## READING TEXT
# MLlib: Basic Statistics and Exploratory Data Analysis

We will introduce Spark's machine learning library [MLlib](https://spark.apache.org/docs/latest/mllib-guide.html).

## Getting the data and creating the RDD

The main objective is to play with a small dataset from the Hackathon.

# Prepare the data

In this notebook, you will use the famous [Boston dataset](https://scikit-learn.org/stable/modules/generated/sklearn.datasets.load_boston.html#sklearn.datasets.load_boston) coming from the sklearn library.

In the next cell, the dataset is loaded from scikit learn and write to a csv file that we can load from Spark.

In [None]:
from sklearn.datasets import load_boston
import pandas
import numpy as np

data = load_boston()
df = pandas.DataFrame.from_records(np.concatenate([data["data"], data["target"].reshape(-1,1)], axis=1), columns=data["feature_names"].tolist()+["Target"])

## RECORDED DATA
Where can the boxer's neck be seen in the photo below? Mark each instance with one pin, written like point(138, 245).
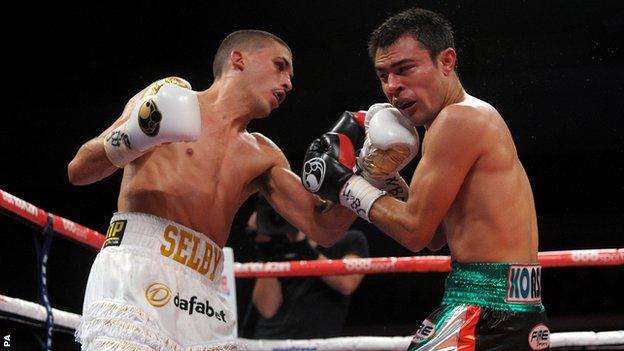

## REQUIRED TASK 1
Give every section heading that appears in the MLlib text.
## REQUIRED TASK 2
Translate this sentence from the MLlib text into Spanish: "The main objective is to play with a small dataset from the Hackathon."
## REQUIRED TASK 3
Return the section of the MLlib text that begins at "# MLlib: Basic" and runs up to and including "the sklearn library.".

## COMPLETE OUTPUT 1
- MLlib: Basic Statistics and Exploratory Data Analysis
- Getting the data and creating the RDD
- Prepare the data

## COMPLETE OUTPUT 2
El objetivo principal es experimentar con un pequeño conjunto de datos del Hackathon.

## COMPLETE OUTPUT 3
# MLlib: Basic Statistics and Exploratory Data Analysis

We will introduce Spark's machine learning library [MLlib](https://spark.apache.org/docs/latest/mllib-guide.html).

## Getting the data and creating the RDD

The main objective is to play with a small dataset from the Hackathon.

# Prepare the data

In this notebook, you will use the famous [Boston dataset](https://scikit-learn.org/stable/modules/generated/sklearn.datasets.load_boston.html#sklearn.datasets.load_boston) coming from the sklearn library.